# [EXERCISE DESCRIPTION]
Retype every one of the rows below word for word, omitting the pictures from your copy.

# [RECORDS PROVIDED]
Start

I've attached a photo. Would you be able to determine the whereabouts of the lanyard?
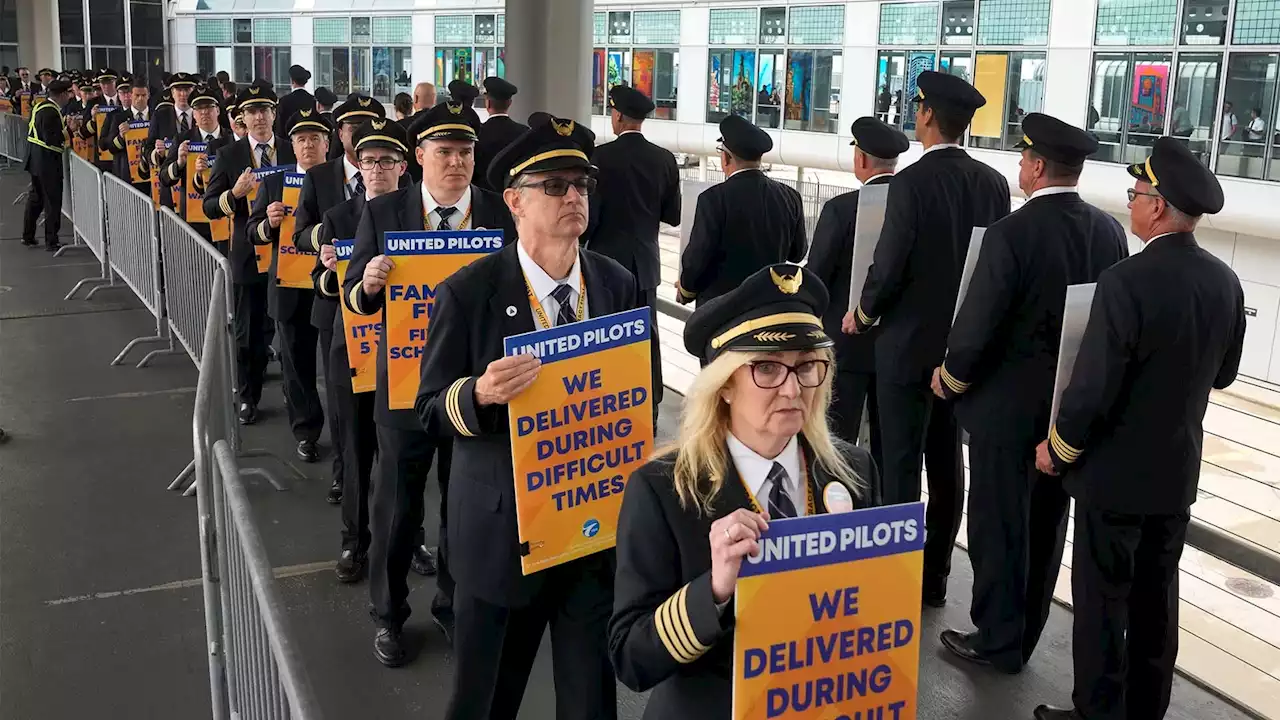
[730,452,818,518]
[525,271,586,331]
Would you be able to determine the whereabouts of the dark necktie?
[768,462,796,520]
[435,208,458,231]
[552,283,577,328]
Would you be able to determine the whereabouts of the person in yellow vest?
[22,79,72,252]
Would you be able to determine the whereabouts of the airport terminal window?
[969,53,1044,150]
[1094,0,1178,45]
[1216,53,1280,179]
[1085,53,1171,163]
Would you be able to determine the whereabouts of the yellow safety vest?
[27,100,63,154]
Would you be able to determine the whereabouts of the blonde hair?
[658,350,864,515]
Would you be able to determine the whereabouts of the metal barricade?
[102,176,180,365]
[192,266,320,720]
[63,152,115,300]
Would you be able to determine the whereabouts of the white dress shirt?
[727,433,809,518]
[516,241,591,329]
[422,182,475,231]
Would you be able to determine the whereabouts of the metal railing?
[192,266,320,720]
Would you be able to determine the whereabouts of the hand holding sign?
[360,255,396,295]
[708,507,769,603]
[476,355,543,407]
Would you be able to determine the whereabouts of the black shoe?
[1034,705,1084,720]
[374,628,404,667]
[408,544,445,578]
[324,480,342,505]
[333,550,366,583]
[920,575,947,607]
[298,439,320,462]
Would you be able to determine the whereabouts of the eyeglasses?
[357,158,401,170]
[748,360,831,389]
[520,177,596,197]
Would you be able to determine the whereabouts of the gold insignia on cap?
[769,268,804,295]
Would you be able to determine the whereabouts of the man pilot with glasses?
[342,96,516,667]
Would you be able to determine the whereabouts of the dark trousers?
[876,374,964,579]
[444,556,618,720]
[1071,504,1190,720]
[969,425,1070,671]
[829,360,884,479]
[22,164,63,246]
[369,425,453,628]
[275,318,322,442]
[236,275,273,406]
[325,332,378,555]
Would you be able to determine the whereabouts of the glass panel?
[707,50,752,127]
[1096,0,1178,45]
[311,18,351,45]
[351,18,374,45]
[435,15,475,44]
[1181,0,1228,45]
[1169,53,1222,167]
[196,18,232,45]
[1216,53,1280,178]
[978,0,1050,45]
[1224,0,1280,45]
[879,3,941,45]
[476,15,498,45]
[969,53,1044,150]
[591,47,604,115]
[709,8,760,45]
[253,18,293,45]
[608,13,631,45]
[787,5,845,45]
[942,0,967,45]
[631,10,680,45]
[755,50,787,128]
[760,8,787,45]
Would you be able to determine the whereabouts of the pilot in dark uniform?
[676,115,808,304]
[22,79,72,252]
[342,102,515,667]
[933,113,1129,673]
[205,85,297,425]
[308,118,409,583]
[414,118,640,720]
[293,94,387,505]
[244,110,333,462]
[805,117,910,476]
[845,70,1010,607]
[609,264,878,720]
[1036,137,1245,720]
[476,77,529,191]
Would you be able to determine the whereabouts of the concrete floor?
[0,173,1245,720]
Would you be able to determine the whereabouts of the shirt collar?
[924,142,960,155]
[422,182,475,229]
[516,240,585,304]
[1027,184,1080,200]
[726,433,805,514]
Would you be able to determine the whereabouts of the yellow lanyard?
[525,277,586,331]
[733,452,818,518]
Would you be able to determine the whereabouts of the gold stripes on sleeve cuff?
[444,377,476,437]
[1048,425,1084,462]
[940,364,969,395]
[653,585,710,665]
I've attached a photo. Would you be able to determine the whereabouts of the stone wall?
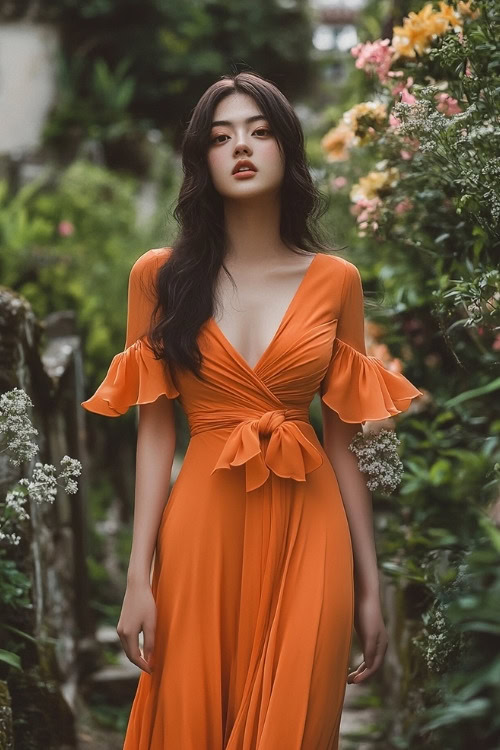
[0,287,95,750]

End

# [EXPECTED ANSWER]
I've attached a photo. Would you be able to determine the whereabouts of the lanyard?
[730,452,818,518]
[525,271,586,331]
Would you be able to determine the whereabouts of the dark necktie?
[768,462,796,520]
[435,208,458,231]
[552,283,577,328]
Would you be able to determine the whereabouts of the person in yellow vest?
[22,79,72,252]
Would you be able to determine the whereabouts of the airport terminal window?
[969,53,1044,150]
[1094,0,1178,45]
[1216,53,1280,179]
[1085,53,1171,163]
Would you be able to determine the whereabouts of the yellow safety vest?
[27,100,63,154]
Would you be able to determine the whereabouts of the blonde hair?
[658,350,864,515]
Would you be able to determine the whereabouts of the metal barricade?
[102,176,180,365]
[192,266,320,720]
[63,152,115,300]
Would you be able to determine the whereabouts of the white dress shirt?
[727,433,809,518]
[516,241,591,329]
[422,182,475,231]
Would you be able to determine the whereabouts of the metal railing?
[192,266,320,720]
Would you be able to determine the whereabouts of the hand holding sign?
[360,255,396,295]
[708,507,769,603]
[476,355,543,407]
Would you be able to determine the whereabouts of the black shoe?
[1034,705,1084,720]
[374,628,404,667]
[408,544,445,578]
[324,480,342,505]
[333,550,366,583]
[920,575,947,607]
[298,439,320,462]
Would you be able to determine the whereabouts of the eyeglasses?
[357,158,401,170]
[748,360,831,389]
[520,177,596,197]
Would you be able to determine the whereabouts of the gold insignia on cap?
[769,268,804,295]
Would you be able to determine the whereabouts of the man pilot with glasses?
[342,96,516,667]
Would you be able to determine the whereabouts of the dark trousers?
[876,374,964,579]
[444,556,618,720]
[1071,504,1190,720]
[969,425,1070,671]
[829,360,884,479]
[22,164,63,246]
[369,425,453,628]
[275,318,322,442]
[236,275,273,406]
[325,332,378,555]
Would you be able to determine the whereabouts of the glass panel?
[707,50,752,127]
[1096,0,1178,45]
[311,18,351,45]
[351,18,374,45]
[435,15,475,44]
[1181,0,1228,45]
[1169,53,1222,167]
[196,18,232,45]
[1216,53,1280,178]
[978,0,1050,45]
[1224,0,1280,45]
[879,3,941,45]
[476,15,498,45]
[969,53,1044,150]
[591,47,604,115]
[709,8,760,45]
[253,18,293,45]
[608,13,631,45]
[787,5,845,45]
[942,0,967,45]
[631,10,680,45]
[755,50,787,128]
[760,8,787,45]
Would you be able to determine the whereabouts of the pilot in dark uniform?
[676,115,808,304]
[22,79,72,252]
[342,102,515,667]
[933,113,1129,673]
[205,85,297,425]
[308,118,409,583]
[414,118,640,720]
[293,94,387,505]
[244,110,333,462]
[805,117,910,476]
[845,70,1010,607]
[609,264,878,720]
[1036,137,1245,720]
[476,77,529,191]
Would you be able to determine the whereabouts of the concrete floor?
[0,173,1245,720]
Would you be able to determine the whereabouts of the shirt collar?
[924,142,960,155]
[422,182,475,229]
[516,240,585,304]
[1027,184,1080,200]
[726,433,805,514]
Would you be able to determine the whereabouts of the yellow lanyard?
[525,277,586,331]
[733,452,818,518]
Would you be able to determine the whereabouts of the gold stripes on sleeve cuff?
[444,377,476,437]
[1048,425,1084,462]
[940,364,969,395]
[653,585,710,665]
I've attached a photo. Would you be able to determine the whereabouts of the stone wall?
[0,287,95,750]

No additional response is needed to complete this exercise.